**TASK REQUIREMENTS:**
The lines to copy from the listing below are those that contain the string "puppy".
◇ ◇ ◇ ◇ ◇
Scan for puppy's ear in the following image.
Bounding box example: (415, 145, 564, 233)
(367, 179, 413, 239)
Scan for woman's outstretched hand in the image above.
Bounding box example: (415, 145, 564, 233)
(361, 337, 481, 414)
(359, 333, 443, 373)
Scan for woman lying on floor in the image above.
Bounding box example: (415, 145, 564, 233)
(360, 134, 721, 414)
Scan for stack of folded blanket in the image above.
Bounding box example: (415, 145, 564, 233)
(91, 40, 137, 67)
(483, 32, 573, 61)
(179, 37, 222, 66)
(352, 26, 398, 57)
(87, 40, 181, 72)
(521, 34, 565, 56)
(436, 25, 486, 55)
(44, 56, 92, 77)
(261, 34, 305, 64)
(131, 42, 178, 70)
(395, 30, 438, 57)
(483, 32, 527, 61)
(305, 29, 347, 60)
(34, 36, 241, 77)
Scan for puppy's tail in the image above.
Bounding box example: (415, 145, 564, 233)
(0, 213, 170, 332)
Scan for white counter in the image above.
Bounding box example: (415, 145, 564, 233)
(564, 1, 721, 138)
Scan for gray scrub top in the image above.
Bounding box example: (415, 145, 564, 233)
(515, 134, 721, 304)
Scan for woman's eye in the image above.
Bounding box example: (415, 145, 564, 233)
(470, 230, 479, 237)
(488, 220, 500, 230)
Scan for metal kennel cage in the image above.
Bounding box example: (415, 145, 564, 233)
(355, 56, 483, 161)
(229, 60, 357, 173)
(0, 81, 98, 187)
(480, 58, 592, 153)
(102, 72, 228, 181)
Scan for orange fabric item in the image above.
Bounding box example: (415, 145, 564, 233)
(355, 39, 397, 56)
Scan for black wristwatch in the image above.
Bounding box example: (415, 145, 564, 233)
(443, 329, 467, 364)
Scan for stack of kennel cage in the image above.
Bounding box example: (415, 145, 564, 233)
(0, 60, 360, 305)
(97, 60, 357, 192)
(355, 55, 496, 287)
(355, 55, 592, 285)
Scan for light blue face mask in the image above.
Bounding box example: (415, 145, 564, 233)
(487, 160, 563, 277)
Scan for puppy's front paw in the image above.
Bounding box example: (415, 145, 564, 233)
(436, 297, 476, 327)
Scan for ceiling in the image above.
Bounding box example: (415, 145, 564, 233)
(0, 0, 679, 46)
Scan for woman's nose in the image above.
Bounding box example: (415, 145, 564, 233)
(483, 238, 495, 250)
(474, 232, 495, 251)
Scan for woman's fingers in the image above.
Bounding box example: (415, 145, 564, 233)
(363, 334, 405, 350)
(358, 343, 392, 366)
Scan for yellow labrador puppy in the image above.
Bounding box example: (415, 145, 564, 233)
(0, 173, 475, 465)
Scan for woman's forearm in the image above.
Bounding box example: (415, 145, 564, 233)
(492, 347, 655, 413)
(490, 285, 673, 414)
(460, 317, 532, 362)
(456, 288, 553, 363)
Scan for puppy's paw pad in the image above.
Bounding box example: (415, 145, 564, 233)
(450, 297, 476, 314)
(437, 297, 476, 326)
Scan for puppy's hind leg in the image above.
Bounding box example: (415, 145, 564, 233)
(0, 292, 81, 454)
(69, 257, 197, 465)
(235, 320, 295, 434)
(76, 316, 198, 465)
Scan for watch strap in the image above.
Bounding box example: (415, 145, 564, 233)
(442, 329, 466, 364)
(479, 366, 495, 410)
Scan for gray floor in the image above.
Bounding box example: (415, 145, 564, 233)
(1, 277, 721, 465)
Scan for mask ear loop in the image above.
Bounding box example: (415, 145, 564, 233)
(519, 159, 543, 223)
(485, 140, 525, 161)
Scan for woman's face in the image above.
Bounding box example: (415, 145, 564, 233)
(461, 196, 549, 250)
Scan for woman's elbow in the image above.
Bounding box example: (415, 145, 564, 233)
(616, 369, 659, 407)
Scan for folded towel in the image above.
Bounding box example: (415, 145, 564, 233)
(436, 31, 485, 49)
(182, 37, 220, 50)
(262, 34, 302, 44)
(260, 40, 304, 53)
◇ ◇ ◇ ◇ ◇
**REPLY:**
Scan for puppy's ear in the following image.
Scan for puppy's tail in the image above.
Scan for puppy's front paw in the image above.
Scan for yellow labrador puppy in the image above.
Scan for puppy's paw pad in the image above.
Scan for puppy's hind leg in the image above.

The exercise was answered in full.